*What this task involves*.
Rewrite everything in the gas price essay from "From the beaches" down to "climb and climb.", swapping "gas stations" for "fuel stations".

*Text provided*.
____
From the beaches of southern California, I hoped to temporarily escape the circular energy arguments of Washington, D.C. But as I have walked by the gas stations on the Pacific Coast Highway each of the last five days, I have seen the prices climb and climb.
With each passing day, and each subsequent addition to the cent column at the local gas station, I have watched the same old debates unfold among the same old talking heads on television. “Drill now” says one commentator, “drill here” says another, and “let’s use the strategic oil preserve” say the politicians I hoped to escape for just a brief time while I gaze at the Pacific Ocean.
The arguments make sense in the short term. The mom who needs to get her child to preschool can’t wait for a long-term energy policy to be developed. She needs her gas prices low now. The same is true for the truck driver who is planning for a cross-country haul next week. High gas prices take away from his family’s dinner budget. And for the family planning that national park road trip this summer, their budget is now as bloated as those prices at the gas station. While the gas prices are a reality, those vacations my not be anymore.
____
*Supplied entries*.
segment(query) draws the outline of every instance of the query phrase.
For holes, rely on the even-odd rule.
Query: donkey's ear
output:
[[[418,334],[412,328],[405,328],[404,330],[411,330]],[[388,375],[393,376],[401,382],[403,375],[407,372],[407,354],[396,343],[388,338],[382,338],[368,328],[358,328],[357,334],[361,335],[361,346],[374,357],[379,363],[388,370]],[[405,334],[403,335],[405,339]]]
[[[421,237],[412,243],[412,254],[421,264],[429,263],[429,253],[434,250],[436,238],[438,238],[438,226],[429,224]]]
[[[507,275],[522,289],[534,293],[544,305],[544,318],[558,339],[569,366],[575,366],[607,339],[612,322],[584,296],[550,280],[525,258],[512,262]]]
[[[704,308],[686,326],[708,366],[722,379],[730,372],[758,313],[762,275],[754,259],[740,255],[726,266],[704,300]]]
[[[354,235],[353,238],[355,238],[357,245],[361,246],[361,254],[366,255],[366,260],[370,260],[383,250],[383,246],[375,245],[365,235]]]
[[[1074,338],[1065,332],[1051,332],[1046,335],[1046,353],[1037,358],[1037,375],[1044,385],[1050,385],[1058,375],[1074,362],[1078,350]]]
____
*Written response*.
From the beaches of southern California, I hoped to temporarily escape the circular energy arguments of Washington, D.C. But as I have walked by the fuel stations on the Pacific Coast Highway each of the last five days, I have seen the prices climb and climb.